##### Page excerpt #####

Observation 6: It eventually gets old.

One thing we knew at UConn was that first-year students participated most heavily in Spring Weekend events, and that each successive year saw fewer students involved. For most students (not all, unfortunately), vomiting in front of friends, flashing their breasts to a crowd of drunk men armed with cameras, risking their scalp, and taking a ride in a paddy wagon to the local police station are not activities that warrant repeating.

And this is what comforts me, if anything does, when I think about these events: most students eventually figure out the difference between a buzz and alcohol poisoning, and learn to moderate their intake. What's frustrating for all of us — administrators, parents, law enforcement — is that there is very little we can do to speed up this process, or keep them out of harm's way in the meantime. Which brings me to my final observation.

Observation 7: They are better at taking care of each other than of themselves.

The best strategies, I believe, are those that focus on helping students identify the signs of alcohol poisoning in others and knowing what to do when they see those signs. Students believe themselves to be immortal. They don't ascribe such a trait to their friends. And you only need a couple of reasonably sober people in a group of drunk friends to realize someone is in trouble and then to get help.

That's where the second important strategy is important: help needs to be nearby. It is easy to criticize the staff members at campuses who are less aggressive about confronting students holding "open containers" during these events than they would be at other times. But personally, I would rather have my students within view, and have public safety officers within reach of those students if needed. We may be accused of “looking the other way,” but I think it’s actually the exact opposite: we are looking right at them, and I believe that kind of presence can change their actions in a positive way.

##### Provided information #####

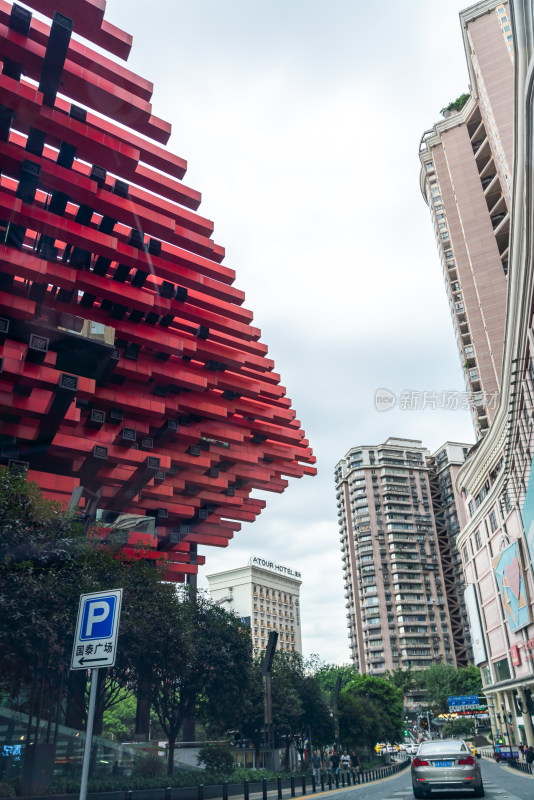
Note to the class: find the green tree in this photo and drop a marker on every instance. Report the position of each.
(198, 658)
(370, 710)
(328, 674)
(403, 678)
(119, 719)
(301, 711)
(43, 555)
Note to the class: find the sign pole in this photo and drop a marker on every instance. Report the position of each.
(89, 733)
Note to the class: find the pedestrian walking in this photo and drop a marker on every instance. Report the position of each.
(328, 764)
(334, 761)
(355, 763)
(317, 765)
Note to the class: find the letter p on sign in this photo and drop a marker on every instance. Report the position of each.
(98, 618)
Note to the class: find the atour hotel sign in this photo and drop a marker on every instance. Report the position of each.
(256, 561)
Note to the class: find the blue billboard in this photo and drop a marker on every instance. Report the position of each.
(463, 702)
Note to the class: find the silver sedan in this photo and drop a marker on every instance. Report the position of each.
(445, 764)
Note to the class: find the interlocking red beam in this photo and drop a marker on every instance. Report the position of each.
(132, 378)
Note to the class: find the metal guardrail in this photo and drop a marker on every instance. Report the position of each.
(276, 789)
(520, 766)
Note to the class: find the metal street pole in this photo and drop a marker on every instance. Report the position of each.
(89, 734)
(491, 706)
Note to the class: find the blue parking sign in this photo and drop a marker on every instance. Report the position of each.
(97, 628)
(98, 617)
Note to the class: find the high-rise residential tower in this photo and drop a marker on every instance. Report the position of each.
(466, 180)
(398, 608)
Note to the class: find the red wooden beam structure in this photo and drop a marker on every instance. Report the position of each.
(132, 381)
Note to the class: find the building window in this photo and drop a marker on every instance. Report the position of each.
(502, 670)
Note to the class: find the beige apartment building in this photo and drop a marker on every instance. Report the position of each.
(466, 180)
(403, 603)
(496, 543)
(266, 596)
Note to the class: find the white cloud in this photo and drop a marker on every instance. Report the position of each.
(300, 120)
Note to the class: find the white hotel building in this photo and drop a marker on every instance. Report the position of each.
(266, 596)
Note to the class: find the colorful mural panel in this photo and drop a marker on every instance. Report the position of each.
(511, 582)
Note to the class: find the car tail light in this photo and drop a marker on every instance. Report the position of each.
(470, 760)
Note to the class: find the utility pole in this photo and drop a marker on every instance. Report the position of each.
(491, 706)
(266, 670)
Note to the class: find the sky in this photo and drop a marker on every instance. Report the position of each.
(300, 121)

#####

_Task details_
Please recast the paragraph in the page excerpt that begins "That's where the second important strategy" as a short bulleted list that keeps its main facts.

_Result of the task_
- The second important strategy is keeping help nearby.
- Campus staff who are less aggressive than usual about confronting students with "open containers" during these events are easy to criticize.
- The writer would rather keep students within view, with public safety officers within reach if needed.
- This may be called "looking the other way," but the writer sees it as the opposite: looking right at the students.
- The writer believes that kind of presence can change students' actions for the better.